(Exercise goal) Copy all the material below, exactly as it stands.

(Data entries)
§ §

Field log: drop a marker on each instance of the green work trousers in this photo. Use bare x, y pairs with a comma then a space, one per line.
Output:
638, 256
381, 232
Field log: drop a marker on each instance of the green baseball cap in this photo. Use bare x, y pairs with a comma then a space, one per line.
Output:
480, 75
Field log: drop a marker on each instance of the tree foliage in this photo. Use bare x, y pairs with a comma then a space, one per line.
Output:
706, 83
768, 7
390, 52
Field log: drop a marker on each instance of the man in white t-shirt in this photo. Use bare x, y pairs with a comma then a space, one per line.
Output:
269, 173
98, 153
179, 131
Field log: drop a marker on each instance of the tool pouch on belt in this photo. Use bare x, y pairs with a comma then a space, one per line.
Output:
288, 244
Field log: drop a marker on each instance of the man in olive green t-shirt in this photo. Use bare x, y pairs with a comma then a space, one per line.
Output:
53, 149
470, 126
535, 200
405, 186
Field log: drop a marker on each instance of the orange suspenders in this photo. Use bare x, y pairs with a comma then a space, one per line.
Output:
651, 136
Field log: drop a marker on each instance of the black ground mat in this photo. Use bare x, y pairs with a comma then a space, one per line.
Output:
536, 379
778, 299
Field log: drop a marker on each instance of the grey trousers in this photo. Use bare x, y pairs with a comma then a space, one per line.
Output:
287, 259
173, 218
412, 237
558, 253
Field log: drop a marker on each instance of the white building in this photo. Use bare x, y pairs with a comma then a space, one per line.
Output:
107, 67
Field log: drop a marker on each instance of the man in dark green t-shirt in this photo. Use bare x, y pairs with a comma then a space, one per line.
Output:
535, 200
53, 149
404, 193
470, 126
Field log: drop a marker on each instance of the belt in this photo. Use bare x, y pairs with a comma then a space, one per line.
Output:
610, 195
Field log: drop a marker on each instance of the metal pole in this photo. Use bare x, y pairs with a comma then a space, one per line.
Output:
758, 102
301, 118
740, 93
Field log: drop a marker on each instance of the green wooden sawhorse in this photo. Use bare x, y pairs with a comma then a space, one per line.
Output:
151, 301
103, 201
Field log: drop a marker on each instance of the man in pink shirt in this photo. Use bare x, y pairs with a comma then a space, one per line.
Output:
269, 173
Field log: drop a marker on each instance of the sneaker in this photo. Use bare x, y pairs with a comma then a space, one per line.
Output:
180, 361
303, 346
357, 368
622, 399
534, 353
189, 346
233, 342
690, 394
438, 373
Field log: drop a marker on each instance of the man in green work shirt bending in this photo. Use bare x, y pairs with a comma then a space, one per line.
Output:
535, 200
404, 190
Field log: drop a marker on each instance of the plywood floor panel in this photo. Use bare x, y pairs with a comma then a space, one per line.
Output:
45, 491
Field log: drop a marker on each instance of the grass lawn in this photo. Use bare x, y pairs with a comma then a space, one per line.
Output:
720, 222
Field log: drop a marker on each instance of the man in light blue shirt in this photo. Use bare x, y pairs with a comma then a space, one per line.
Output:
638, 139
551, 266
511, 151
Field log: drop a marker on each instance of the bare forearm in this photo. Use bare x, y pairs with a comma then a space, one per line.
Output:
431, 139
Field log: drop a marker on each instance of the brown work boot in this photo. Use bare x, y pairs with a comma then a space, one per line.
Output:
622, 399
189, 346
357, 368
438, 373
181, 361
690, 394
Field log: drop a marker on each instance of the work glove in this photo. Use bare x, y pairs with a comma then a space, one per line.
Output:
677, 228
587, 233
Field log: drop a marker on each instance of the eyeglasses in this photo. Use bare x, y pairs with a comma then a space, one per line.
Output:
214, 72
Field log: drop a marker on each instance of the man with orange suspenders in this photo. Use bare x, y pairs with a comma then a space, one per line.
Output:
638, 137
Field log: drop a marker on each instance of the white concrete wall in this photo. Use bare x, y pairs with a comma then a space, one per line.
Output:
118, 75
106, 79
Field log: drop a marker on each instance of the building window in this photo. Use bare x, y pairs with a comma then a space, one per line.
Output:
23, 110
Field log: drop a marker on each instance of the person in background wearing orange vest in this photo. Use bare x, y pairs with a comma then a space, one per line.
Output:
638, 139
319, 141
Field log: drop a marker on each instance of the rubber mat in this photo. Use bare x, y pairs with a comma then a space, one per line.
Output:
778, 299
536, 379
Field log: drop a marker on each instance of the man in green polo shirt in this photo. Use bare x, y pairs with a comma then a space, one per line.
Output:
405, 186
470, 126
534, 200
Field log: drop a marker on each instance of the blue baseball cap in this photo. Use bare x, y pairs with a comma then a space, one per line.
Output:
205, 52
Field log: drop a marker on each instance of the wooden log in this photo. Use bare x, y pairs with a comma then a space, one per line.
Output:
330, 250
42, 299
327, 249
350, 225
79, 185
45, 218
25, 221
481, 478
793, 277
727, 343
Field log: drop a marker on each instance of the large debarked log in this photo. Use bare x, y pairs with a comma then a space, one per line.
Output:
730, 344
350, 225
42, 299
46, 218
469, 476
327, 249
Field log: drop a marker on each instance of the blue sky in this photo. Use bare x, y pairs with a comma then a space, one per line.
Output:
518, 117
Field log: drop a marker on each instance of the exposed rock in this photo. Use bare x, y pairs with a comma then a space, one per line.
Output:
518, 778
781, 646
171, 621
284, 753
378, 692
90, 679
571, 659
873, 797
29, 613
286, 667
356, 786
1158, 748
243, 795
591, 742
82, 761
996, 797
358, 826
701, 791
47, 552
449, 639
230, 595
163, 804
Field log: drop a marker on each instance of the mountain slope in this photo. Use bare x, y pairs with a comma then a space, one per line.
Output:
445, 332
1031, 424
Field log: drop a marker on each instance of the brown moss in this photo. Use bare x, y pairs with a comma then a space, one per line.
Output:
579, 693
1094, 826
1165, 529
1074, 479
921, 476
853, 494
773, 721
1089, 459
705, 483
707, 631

§ §

(Worked solution)
Field log: drop a marker on each instance of the green work trousers in this photo. Use bare x, y pairs with a comma then a space, one per line.
Output:
638, 256
381, 232
Field log: drop a marker on each instance of the green baseball cap in this photo. Use bare x, y pairs with a comma then a space, one per line.
Output:
480, 75
Field log: drop a marker on each instance of the tree foliage in this photo. Use bare x, y pairs with a comma then a space, one per line.
Output:
706, 83
768, 7
390, 52
Field log: drop a marker on each instance of the man in white t-shirt in this photo. Use bare x, y pairs with a comma then a space, one per line.
Output:
269, 173
98, 153
179, 131
Field log: drop a marker on each instance of the tool pouch on belt in this photo. Use bare x, y pairs with a comma then a space, one per line.
Output:
288, 244
Field log: drop a marker on each instance of the man in olive green t-shirt in this photo. Use bare x, y pairs with a comma then a space, one per line.
Output:
53, 149
470, 126
535, 200
405, 186
Field log: drop a marker on each instance of the orange suspenders in this photo. Use bare x, y pairs with a comma then a space, one per line.
Output:
651, 136
Field log: drop a marker on each instance of the black ground mat in this photo. Use bare x, y pairs with a comma then a space, one per line.
Output:
536, 379
778, 299
Field log: drop a marker on each instance of the grey trousers in this photo. Use bare x, y pairs with a comma then a space, one per line.
Output:
287, 259
173, 218
412, 237
558, 253
Field log: drop a marker on each instance of the white building in this photo. Use bare x, y pairs with a comma then a space, one per line.
Output:
107, 67
Field log: drop a marker on each instance of the man in dark green t-shirt in this photo. Use bare x, y pairs with a comma then a space, one per line.
Output:
535, 200
53, 149
404, 193
470, 126
Field log: drop a marker on each instance of the belt in this photo. Use bare x, y pairs with a comma then a space, one per line.
Output:
610, 195
Field log: drop a marker on each instance of the metal pole in this photo. Use bare x, y pairs with a comma then a space, one per line.
Output:
758, 102
301, 118
740, 93
Field log: drop a marker on each instance of the green wooden sawhorse in this photo. Use bare x, y pairs with a comma then a space, one per line.
Output:
151, 301
103, 201
Field log: drop a marker on each instance of the man in pink shirt in this photo. Use bare x, y pairs with a comma then a space, one per line.
Output:
269, 173
Field log: drop a marker on each instance of the sneaker in this photo. Use bare x, y pairs with a comma then a space, one per line.
Output:
180, 361
303, 346
357, 368
622, 399
534, 353
189, 346
233, 342
690, 394
438, 373
Field log: drop a marker on each instance of the man in green work shirt bending in this photo. Use bare x, y pairs with a comma then a space, one per line.
Output:
535, 200
404, 190
Field log: drop a marker on each instance of the plywood floor panel in this photo. Use bare x, y pairs with a comma then a space, one per line.
Output:
45, 491
Field log: drop a marker on each instance of the grass lawn in this photo. Use bare x, y pairs with a comma then a space, one per line.
Output:
720, 222
Field log: drop a marker on each instance of the man in light blue shirt in this photo. Use bare x, y pairs with a comma then a space, one per line.
Output:
638, 139
551, 266
511, 151
Field log: drop a marker on each instance of the bare forearm in this photo. Use bare x, y pairs with a comma then a space, one per line.
Output:
431, 139
Field log: drop a marker on each instance of the brown work boot in this photo. Use bare x, y pairs with a comma then a space, one per line.
Output:
622, 399
189, 346
357, 368
438, 373
181, 361
690, 394
Field log: drop a marker on each instance of the work glove in this photo. Use bare x, y pairs with a comma then a space, one per line.
Output:
677, 228
587, 233
Field log: drop a marker on each instance of the eyeglasses in this photo. Use bare x, y pairs with a comma then a space, one per line.
Output:
214, 72
Field log: drop a marker on each instance of the man with orange suspenders in this photo. Use bare x, y pairs with a comma then a space, one per line.
Output:
638, 137
Field log: drop a marker on each instance of the white concrete wall in this photo. Use bare x, y pairs with a comma then a space, one per line.
Output:
118, 75
106, 79
Field log: drop a marker on each instance of the building window in this photo. Use bare x, y pairs with a comma then a space, one per line.
Output:
23, 110
Field log: drop a marker on each instance of the person in background wearing orange vest in this photo. Use bare x, y pairs with a comma then a space, one per line.
Output:
638, 139
319, 141
Field log: drop a marker on each instance of the rubber mat in this photo. Use bare x, y pairs with a comma then a space, one per line.
Output:
778, 299
536, 379
Field log: drop a marker on each instance of the man in green polo shirt in this photo. Use bare x, y pairs with a comma then a space, one per line.
Output:
405, 186
470, 126
534, 200
Field log: drop a marker on each instance of the blue baseball cap in this photo. Use bare x, y pairs with a comma then a space, one per line.
Output:
205, 52
Field log: drop a marker on each instance of the wooden log in this photo. Use bare x, y pairs with a comma then a space, one per line.
Output:
330, 250
42, 299
327, 249
350, 225
79, 185
45, 218
25, 221
481, 478
793, 277
727, 343
Field log: drop a marker on each instance of the large debarked log in this photo. Use bare x, y pairs with a comma then a space, one per line.
Output:
730, 344
350, 225
42, 299
46, 218
469, 476
327, 249
Field log: drop a marker on each instance of the blue sky in this photo. Use bare x, y pairs with a comma then a space, one per line.
Output:
518, 117
Field log: drop a marker on each instance of the exposed rock in this photo. Use bare x, y pairs with a comma then a space, one per line.
Output:
518, 778
781, 646
171, 621
284, 753
378, 692
90, 679
571, 659
873, 797
29, 613
286, 667
356, 786
1158, 748
243, 795
591, 742
82, 761
996, 797
358, 826
701, 791
47, 552
449, 639
230, 595
163, 804
Field log: drop a marker on each instance of the mountain slope in this photo. Use bare x, y pairs with a comma then a space, one per line.
Output:
445, 332
1031, 424
Field log: drop a marker on each instance of the brown moss in this photo. Use bare x, y pairs with a comma then a space, one per line.
Output:
579, 693
1094, 826
1165, 529
1074, 479
921, 476
853, 494
773, 721
1089, 459
705, 483
707, 631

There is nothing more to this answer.